* Problem to solve *
Switch every "benchmark" in the rows below to "evaluation", and write all the rows out again with nothing else altered.

* Exercise data *

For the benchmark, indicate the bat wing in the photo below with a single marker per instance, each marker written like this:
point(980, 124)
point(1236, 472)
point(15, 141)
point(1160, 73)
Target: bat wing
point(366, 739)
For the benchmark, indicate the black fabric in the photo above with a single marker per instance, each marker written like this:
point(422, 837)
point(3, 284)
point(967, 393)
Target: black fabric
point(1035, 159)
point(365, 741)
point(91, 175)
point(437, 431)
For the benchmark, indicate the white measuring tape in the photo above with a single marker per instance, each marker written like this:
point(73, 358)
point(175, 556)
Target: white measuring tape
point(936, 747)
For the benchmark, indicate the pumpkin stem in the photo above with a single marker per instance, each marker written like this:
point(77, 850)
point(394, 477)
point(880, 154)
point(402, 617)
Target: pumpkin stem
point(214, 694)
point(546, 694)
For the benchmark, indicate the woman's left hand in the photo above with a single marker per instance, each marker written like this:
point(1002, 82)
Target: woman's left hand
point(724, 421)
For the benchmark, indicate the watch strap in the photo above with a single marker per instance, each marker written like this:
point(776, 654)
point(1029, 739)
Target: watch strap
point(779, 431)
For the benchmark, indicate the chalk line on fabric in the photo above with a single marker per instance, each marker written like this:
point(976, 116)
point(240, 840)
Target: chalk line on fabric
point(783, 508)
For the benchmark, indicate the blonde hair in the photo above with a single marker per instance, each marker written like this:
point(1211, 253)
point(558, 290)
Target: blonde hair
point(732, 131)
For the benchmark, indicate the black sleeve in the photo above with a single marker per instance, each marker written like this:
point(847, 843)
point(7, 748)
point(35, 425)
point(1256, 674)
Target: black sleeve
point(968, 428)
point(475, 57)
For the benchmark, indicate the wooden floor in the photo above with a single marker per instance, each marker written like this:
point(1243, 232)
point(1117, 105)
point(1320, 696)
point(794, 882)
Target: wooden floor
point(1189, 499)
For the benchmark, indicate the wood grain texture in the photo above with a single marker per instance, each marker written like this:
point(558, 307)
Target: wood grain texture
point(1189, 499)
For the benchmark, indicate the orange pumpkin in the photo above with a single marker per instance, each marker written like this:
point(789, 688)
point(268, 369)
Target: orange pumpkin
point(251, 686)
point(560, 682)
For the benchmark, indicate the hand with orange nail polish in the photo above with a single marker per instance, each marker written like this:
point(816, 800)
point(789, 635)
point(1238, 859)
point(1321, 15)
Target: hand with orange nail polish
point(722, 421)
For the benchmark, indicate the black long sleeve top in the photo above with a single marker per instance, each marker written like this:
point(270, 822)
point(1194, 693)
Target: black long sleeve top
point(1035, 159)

* Answer to this problem *
For the evaluation, indicate the bat wing in the photo below with a single marker per instance, each marker written like this:
point(980, 124)
point(1236, 472)
point(15, 141)
point(1160, 73)
Target: bat wing
point(366, 739)
For the evaluation, indicate the black fabric in the photo above with a single marker per instance, each marker written like this:
point(422, 837)
point(3, 284)
point(967, 393)
Target: black fabric
point(1035, 159)
point(365, 741)
point(91, 175)
point(437, 431)
For the evaluation, indicate the white measuring tape in the photo above with a single marker per instance, each marker written like this:
point(73, 358)
point(175, 556)
Target: white measuring tape
point(936, 747)
For the evaluation, indicate the pumpkin stem in the photo above with a single marker per instance, each marker written like this:
point(77, 850)
point(394, 477)
point(880, 154)
point(402, 617)
Target: pumpkin stem
point(214, 694)
point(546, 694)
For the evaluation, indicate the woman's left hand in the photo above with a single marker per instance, each marker written like this:
point(1002, 82)
Target: woman's left hand
point(724, 421)
For the evaluation, indicate the watch strap in the photo above with a single marker per instance, each marker written like this:
point(776, 654)
point(1029, 739)
Target: watch strap
point(779, 431)
For the evaluation, indicate the chalk line on fabric in the photo above with a single marker per instance, each marker written like this:
point(976, 116)
point(240, 840)
Target: chalk line on fabric
point(783, 508)
For the evaluation, indicate the blonde hair in the photo above with a single marker per instance, each marker written like this:
point(1211, 253)
point(558, 290)
Target: blonde hair
point(732, 131)
For the evaluation, indicate the black sleeve in the photo above with a single marker per instance, each marker written like this:
point(847, 843)
point(7, 748)
point(35, 425)
point(1256, 674)
Target: black sleeve
point(968, 428)
point(475, 57)
For the evaluation, indicate the wooden floor in the photo above with a single marker per instance, each marker written like this:
point(1243, 232)
point(1117, 105)
point(1320, 696)
point(794, 882)
Target: wooden floor
point(1189, 499)
For the evaluation, indicate the wood grain texture in the photo above with a single marker per instance, each marker written like this:
point(558, 307)
Target: wood grain texture
point(1189, 499)
For the evaluation, indicate the orange pumpkin in the photo above with a single marker per instance, each marker written like this:
point(789, 688)
point(268, 369)
Target: orange pumpkin
point(251, 686)
point(560, 682)
For the evaluation, indicate the hand with orange nail polish in the photo above with a single marker per instance, each marker written like this:
point(816, 800)
point(789, 635)
point(1238, 859)
point(1321, 15)
Target: hand with orange nail polish
point(722, 421)
For the evaluation, indicate the black long sleeve top in the photo above with a single marker per instance, each marker written like this:
point(270, 822)
point(1194, 693)
Target: black long sleeve top
point(1035, 159)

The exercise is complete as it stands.